EXERCISE BRIEF
Write the line that includes "Where can you find the white knit" and all subsequent lines, exactly as written, and nothing more.

DATA TO PROCESS
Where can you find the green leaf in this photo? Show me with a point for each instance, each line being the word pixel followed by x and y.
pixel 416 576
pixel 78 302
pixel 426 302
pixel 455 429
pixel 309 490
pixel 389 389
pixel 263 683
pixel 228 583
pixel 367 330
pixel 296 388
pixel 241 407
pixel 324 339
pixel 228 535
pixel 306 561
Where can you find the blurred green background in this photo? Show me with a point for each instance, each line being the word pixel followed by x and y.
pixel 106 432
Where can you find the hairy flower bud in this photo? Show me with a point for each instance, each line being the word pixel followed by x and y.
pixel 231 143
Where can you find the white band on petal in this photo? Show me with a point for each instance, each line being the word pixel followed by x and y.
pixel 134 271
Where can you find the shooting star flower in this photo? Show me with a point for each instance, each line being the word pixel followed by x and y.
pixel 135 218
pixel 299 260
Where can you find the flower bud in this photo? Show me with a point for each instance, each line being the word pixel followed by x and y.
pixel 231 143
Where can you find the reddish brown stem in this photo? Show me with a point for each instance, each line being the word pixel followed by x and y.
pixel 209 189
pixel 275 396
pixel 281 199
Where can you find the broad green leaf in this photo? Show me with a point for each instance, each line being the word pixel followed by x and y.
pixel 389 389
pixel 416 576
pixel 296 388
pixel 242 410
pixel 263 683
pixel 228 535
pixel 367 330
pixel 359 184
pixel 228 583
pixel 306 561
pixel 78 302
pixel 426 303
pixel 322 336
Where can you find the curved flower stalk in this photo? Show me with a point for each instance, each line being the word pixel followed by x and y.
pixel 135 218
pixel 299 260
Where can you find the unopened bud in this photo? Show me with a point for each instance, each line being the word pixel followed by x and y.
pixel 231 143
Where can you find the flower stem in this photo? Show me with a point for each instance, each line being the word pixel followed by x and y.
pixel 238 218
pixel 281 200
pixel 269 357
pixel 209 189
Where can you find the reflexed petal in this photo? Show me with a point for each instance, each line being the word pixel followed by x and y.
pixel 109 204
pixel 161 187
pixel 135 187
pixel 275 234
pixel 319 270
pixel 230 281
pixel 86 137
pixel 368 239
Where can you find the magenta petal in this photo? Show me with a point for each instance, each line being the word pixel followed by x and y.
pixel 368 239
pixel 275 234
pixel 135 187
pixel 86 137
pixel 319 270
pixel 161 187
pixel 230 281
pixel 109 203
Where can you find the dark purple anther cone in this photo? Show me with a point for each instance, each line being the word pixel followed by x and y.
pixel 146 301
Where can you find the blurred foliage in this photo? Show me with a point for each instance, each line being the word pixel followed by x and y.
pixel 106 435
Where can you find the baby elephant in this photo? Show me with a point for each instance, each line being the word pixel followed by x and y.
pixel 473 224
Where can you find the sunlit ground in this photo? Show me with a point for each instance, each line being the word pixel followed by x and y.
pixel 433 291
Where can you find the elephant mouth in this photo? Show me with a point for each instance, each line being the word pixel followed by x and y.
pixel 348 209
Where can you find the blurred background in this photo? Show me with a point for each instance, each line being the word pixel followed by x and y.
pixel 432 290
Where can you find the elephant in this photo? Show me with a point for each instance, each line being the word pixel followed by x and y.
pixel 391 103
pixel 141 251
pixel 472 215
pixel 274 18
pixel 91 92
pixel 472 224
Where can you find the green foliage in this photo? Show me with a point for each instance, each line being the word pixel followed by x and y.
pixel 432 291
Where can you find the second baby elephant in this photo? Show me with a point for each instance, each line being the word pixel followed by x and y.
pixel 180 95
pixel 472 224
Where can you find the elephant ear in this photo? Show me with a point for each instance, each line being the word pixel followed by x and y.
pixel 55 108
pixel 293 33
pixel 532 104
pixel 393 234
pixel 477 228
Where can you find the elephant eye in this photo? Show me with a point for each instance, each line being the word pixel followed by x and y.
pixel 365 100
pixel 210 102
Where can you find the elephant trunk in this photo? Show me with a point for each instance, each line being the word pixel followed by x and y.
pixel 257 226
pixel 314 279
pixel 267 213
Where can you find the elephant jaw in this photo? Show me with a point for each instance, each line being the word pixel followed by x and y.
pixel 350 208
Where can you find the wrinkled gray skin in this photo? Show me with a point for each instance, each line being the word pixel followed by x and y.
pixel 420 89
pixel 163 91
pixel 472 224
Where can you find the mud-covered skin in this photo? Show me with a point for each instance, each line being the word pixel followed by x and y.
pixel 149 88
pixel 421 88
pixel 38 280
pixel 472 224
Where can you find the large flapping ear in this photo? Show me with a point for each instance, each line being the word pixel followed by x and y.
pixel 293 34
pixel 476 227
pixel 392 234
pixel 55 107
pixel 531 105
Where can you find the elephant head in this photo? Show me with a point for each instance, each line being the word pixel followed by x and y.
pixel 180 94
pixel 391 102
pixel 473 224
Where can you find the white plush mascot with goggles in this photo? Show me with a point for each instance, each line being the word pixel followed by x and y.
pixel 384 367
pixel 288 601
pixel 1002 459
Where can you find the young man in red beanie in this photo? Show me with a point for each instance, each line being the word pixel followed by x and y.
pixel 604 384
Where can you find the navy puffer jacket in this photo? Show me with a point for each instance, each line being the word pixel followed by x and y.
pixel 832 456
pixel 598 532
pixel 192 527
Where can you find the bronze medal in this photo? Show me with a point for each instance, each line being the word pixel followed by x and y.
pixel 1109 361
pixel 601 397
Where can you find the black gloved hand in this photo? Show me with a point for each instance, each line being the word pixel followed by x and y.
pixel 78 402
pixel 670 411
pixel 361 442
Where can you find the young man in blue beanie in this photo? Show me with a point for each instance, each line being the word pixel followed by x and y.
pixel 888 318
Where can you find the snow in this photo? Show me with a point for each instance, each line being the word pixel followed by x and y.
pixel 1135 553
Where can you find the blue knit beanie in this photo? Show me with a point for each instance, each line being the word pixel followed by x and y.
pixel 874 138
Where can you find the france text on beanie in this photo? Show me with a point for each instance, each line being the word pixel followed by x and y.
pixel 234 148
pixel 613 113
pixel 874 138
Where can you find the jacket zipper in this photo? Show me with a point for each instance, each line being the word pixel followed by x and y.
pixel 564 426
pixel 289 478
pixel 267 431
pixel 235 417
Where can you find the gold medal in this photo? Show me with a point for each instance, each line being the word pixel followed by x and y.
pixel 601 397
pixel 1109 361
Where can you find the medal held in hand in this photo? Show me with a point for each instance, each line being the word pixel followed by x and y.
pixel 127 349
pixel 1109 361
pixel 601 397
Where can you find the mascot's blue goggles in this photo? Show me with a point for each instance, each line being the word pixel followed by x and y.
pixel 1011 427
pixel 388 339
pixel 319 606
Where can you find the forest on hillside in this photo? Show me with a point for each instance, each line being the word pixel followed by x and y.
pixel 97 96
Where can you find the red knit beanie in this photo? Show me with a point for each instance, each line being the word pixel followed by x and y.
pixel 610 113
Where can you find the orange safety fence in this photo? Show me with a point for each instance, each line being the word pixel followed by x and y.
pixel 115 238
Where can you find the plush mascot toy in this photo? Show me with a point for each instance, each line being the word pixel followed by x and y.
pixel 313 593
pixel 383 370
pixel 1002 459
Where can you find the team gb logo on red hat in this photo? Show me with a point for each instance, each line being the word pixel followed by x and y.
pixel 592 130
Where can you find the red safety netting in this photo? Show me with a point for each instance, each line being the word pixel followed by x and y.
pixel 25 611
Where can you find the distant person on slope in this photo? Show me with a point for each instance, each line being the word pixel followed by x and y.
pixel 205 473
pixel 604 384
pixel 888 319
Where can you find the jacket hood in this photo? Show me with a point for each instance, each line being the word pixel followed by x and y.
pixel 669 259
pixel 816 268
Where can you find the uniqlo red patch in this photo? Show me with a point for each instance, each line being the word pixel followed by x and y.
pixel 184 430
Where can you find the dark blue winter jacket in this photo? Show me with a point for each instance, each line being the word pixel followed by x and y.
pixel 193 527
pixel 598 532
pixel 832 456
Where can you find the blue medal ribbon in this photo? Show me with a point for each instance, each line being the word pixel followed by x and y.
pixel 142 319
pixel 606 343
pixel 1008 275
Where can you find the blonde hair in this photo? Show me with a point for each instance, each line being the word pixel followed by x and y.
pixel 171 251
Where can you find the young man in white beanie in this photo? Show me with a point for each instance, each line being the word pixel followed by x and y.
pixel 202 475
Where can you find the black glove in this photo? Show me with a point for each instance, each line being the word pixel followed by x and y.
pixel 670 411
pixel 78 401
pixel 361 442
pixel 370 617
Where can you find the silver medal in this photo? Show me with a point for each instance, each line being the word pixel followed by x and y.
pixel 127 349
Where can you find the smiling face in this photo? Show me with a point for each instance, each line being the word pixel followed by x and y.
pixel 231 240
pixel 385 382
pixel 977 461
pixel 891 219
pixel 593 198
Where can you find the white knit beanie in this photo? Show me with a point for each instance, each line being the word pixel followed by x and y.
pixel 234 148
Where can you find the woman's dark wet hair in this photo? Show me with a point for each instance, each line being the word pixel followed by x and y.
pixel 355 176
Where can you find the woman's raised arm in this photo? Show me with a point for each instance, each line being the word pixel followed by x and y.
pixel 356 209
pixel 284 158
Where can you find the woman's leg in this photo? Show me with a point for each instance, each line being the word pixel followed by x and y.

RIGHT ANSWER
Where can you find the white knit beanie in this photo? Show me with a point for each instance, each line being the word pixel followed by x and y.
pixel 234 148
Where can you find the woman's dark wet hair in this photo? Show me with a point for each instance, each line being the word pixel followed by x and y.
pixel 355 176
Where can you find the woman's raised arm in this photo? Show me with a point for each instance, each line being the word pixel followed by x and y.
pixel 356 209
pixel 284 158
Where can you find the woman's leg in this photo? Show me with a point for each instance, each line being the word pixel followed by x and y.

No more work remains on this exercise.